Protocol of the Session on November 14, 2002

(Herr Dr. Heyer, SPD: Das ist kein Wunder!)

Dort wurden Sie so zitiert: Am Sparen führt kein Weg vorbei. Das Land könne nur wieder finanziell handlungsfähig werden, indem in den nächsten Jahren die Nettoneuverschuldung weiter heruntergefahren und es erreicht wird, dass sie bis zum Jahre 2006 auf null gefahren wird.

Dass Sie dabei die konkreten vorliegenden Sparvorschläge der Koalition konterkarieren, halte ich eher für ein oppositionelles Klischee. Das sind Sie Ihrer Oppositionsrolle einfach schuldig. Das ist mir vollkommen klar. Sie werden uns die anstehenden Haushaltsverhandlungen sehr schwer machen. Auch das ist mir klar.

Sehr gespannt bin ich allerdings auf Ihre Vorschläge - übrigens auch auf die von der PDS - dazu, wie Sie dieses Ziel, an dem vor allen Dingen Sie, Herr Püchel, offensichtlich festhalten und von dem Sie zutiefst überzeugt sind, erreichen wollen.

Gegebene Angaben
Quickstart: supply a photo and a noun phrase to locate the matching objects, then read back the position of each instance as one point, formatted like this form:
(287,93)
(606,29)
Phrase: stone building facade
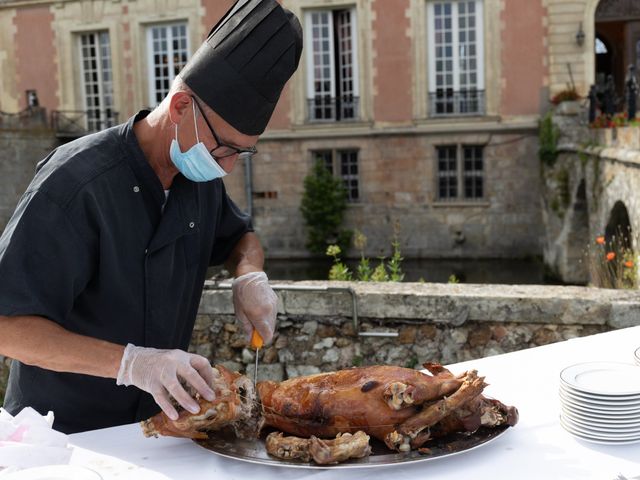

Aufgaben
1. Übertragen Sie den Satz „Sie werden uns die anstehenden Haushaltsverhandlungen sehr schwer machen.“ aus dem vorliegenden Text ins Englische.
2. Fassen Sie den vorliegenden Text in zwei Sätzen zusammen.

Lösungen
1. You will make the upcoming budget negotiations very difficult for us.

2. Die Angesprochenen werden mit der Aussage zitiert, am Sparen führe kein Weg vorbei und die Nettoneuverschuldung solle bis 2006 auf null gefahren werden. Dass sie dabei die Sparvorschläge der Koalition konterkarieren, wird als oppositionelles Klischee gewertet, schwierige Haushaltsverhandlungen werden erwartet und es wird Spannung auf ihre Vorschläge und die der PDS geäußert, wie dieses Ziel erreicht werden soll.